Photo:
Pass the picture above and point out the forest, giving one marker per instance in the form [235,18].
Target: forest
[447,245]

--

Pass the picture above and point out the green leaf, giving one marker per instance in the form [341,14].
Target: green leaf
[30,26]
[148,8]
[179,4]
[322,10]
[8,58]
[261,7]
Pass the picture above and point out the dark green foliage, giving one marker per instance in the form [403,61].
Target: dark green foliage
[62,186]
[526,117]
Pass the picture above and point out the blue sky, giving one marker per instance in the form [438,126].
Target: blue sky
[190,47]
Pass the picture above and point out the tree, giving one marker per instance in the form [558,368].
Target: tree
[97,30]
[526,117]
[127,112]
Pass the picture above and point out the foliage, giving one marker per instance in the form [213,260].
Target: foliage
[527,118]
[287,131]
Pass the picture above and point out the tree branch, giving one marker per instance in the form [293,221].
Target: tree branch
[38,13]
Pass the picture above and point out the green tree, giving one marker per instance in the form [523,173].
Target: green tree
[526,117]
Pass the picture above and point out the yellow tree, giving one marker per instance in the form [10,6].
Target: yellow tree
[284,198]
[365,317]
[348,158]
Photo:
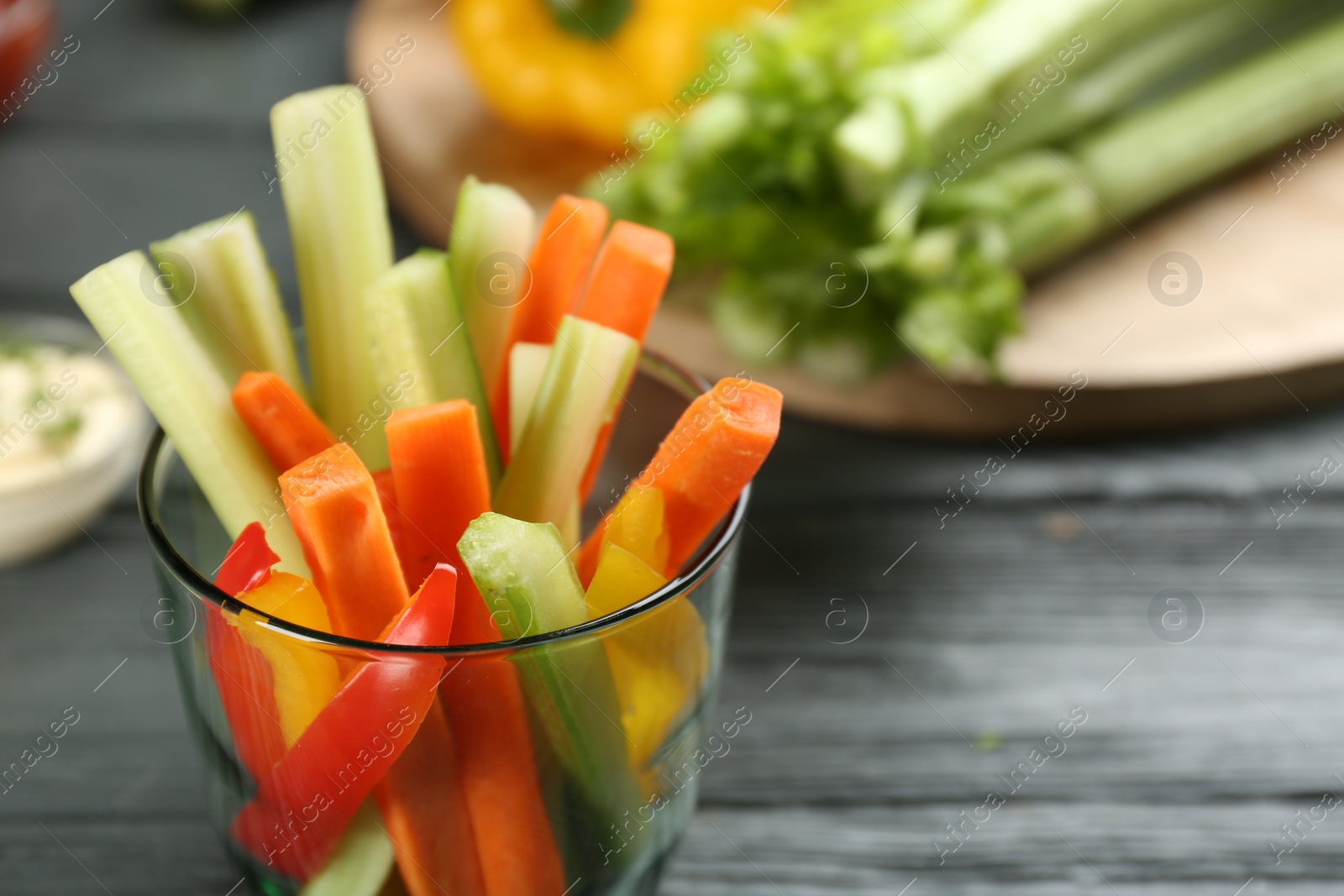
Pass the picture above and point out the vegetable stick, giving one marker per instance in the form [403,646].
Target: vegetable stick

...

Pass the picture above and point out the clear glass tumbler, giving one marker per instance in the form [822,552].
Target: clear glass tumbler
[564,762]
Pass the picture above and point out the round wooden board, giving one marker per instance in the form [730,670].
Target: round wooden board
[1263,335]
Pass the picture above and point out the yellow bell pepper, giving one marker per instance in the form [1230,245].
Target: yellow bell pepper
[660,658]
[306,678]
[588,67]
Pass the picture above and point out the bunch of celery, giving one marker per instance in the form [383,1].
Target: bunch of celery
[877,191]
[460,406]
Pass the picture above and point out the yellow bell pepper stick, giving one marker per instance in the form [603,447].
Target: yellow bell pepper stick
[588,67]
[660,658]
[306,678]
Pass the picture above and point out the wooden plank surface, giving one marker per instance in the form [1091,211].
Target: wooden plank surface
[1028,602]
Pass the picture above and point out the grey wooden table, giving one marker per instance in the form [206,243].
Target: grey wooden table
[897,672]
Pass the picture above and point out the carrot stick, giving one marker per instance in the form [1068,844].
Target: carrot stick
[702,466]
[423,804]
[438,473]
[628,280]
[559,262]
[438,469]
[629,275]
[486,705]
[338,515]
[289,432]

* **TASK GOAL**
Give the lines of the records above, from the line containing "Pass the picture above and point out the dark" through the line containing "Target: vegetable stick", as a numbered list with blank lines omitted and the pictures left out.

* **SOLUTION BELOW**
1. Pass the picture above and point out the dark green foliage, giving one marker per instance in the form [403,61].
2. Target: dark green foliage
3. [62,186]
4. [526,117]
5. Pass the picture above and point out the blue sky, giving one marker per instance in the form [438,126].
6. Target: blue sky
7. [190,47]
8. Pass the picture above and point out the tree, giving one marker per instance in the form [558,368].
9. Target: tree
10. [97,30]
11. [526,117]
12. [127,112]
13. Pass the picture above and point out the foliage, giving one marker per instance in the form [213,260].
14. Target: foliage
15. [527,118]
16. [287,131]
17. Pass the picture above and point out the tree branch, giving one marker per instance in the form [293,221].
18. Target: tree branch
19. [38,13]
20. Pass the picture above and point out the green tree, giving one marker per instance in the form [523,173].
21. Target: green tree
22. [526,117]
23. Pass the picture above and point out the yellow tree, giving one marker per instance in the form [10,6].
24. Target: yellow tree
25. [284,198]
26. [365,317]
27. [348,158]
28. Photo:
29. Pass the picture above and point out the vegetable stick, giving one marker per instance in the form [403,646].
30. Target: vegetable stick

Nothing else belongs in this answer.